### RECORD EXCERPTS

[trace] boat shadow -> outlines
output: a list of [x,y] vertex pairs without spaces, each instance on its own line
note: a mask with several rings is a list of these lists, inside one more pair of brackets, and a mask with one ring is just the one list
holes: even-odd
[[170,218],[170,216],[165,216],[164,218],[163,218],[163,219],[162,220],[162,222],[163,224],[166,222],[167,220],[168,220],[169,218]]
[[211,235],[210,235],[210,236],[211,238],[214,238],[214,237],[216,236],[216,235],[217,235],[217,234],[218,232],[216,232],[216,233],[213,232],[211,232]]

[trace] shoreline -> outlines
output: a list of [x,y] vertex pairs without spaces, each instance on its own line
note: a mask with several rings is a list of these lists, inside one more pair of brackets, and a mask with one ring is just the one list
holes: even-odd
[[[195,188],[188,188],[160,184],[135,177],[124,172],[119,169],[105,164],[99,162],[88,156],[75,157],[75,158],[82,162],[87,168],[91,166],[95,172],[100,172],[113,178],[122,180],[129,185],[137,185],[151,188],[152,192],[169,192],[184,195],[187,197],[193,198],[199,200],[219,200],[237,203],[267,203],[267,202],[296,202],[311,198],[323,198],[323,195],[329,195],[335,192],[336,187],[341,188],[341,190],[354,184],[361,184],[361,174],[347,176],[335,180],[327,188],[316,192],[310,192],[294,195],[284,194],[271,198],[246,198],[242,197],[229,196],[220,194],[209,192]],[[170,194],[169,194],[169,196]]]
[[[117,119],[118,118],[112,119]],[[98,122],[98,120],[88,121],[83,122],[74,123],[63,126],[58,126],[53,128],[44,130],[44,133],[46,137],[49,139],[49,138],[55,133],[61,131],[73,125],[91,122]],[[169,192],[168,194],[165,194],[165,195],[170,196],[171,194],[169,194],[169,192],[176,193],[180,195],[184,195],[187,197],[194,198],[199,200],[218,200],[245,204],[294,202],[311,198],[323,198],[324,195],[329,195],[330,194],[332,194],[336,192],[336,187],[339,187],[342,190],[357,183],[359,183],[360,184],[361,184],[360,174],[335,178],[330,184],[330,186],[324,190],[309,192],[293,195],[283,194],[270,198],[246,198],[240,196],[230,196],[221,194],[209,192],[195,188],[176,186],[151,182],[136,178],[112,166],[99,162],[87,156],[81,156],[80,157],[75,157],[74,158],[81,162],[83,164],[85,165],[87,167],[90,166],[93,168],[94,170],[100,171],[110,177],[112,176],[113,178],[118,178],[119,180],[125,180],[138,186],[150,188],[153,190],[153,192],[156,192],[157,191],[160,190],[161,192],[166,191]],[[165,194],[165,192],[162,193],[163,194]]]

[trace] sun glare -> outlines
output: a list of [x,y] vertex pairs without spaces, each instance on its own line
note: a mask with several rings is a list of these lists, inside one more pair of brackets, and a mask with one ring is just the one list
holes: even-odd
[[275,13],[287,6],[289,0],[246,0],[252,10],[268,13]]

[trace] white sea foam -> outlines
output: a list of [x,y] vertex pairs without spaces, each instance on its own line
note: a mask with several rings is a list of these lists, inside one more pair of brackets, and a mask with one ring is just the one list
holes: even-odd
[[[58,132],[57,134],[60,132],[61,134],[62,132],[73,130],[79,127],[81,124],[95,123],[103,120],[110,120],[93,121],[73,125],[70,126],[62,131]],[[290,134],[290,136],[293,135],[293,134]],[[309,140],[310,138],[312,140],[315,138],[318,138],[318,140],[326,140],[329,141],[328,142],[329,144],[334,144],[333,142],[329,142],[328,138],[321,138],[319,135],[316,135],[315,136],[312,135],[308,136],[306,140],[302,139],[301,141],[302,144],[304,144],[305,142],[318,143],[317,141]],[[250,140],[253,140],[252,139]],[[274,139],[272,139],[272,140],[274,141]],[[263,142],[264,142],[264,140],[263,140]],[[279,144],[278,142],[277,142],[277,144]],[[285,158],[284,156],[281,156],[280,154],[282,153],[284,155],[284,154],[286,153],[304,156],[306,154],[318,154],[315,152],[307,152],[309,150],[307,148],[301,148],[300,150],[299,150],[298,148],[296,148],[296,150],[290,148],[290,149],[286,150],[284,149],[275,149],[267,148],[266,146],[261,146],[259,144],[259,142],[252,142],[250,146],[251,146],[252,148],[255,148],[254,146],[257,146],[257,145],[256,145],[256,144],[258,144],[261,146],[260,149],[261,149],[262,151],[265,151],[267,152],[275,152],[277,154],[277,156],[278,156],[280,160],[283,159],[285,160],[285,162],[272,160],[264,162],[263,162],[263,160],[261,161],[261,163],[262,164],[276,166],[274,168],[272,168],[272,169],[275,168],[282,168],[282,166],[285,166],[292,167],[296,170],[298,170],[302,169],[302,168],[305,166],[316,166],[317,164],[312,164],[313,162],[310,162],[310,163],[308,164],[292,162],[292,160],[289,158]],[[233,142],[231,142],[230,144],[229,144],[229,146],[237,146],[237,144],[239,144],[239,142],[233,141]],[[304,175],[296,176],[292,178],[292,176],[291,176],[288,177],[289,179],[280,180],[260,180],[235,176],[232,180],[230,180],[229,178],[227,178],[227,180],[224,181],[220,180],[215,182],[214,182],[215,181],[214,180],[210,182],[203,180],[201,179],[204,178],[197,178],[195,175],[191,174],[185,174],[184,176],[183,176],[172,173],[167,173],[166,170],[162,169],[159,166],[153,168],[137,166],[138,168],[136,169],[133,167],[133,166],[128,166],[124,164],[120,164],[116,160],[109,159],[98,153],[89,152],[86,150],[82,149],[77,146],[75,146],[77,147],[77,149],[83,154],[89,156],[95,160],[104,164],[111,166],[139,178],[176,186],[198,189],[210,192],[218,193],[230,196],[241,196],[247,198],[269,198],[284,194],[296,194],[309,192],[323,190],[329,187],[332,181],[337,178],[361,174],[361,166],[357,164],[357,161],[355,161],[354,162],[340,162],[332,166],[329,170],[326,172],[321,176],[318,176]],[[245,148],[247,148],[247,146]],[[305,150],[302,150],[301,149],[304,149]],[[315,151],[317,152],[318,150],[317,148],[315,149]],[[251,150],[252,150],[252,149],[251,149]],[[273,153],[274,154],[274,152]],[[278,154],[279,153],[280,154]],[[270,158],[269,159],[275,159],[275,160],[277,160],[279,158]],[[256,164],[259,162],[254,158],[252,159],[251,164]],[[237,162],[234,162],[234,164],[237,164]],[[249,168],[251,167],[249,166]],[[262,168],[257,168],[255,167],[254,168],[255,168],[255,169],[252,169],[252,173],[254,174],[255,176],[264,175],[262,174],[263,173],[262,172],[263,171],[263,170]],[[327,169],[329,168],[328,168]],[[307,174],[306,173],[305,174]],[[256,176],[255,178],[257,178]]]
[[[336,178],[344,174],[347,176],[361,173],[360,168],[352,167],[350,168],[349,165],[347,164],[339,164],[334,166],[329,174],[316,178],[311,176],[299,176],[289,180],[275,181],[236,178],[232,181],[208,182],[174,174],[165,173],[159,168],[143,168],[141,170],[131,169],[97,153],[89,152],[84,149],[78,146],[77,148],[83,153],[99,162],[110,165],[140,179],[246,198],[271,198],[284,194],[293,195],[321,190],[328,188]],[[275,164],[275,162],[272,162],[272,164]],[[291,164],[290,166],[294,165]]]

### DIRECTIVE
Rewrite the lines from the line with "[trace] sun glare -> outlines" to the line with "[[275,13],[287,6],[289,0],[246,0],[252,10],[268,13]]", substituting "coordinate" for "vertex" and leaving everything else unchanged.

### WRITTEN SOLUTION
[trace] sun glare -> outlines
output: a list of [x,y] coordinate pairs without spaces, each instance on its own line
note: a mask with several rings is a list of these lists, inside one more pair of brackets, and a mask with one ring is just the one list
holes: even-odd
[[275,13],[287,6],[289,0],[246,0],[252,10],[268,13]]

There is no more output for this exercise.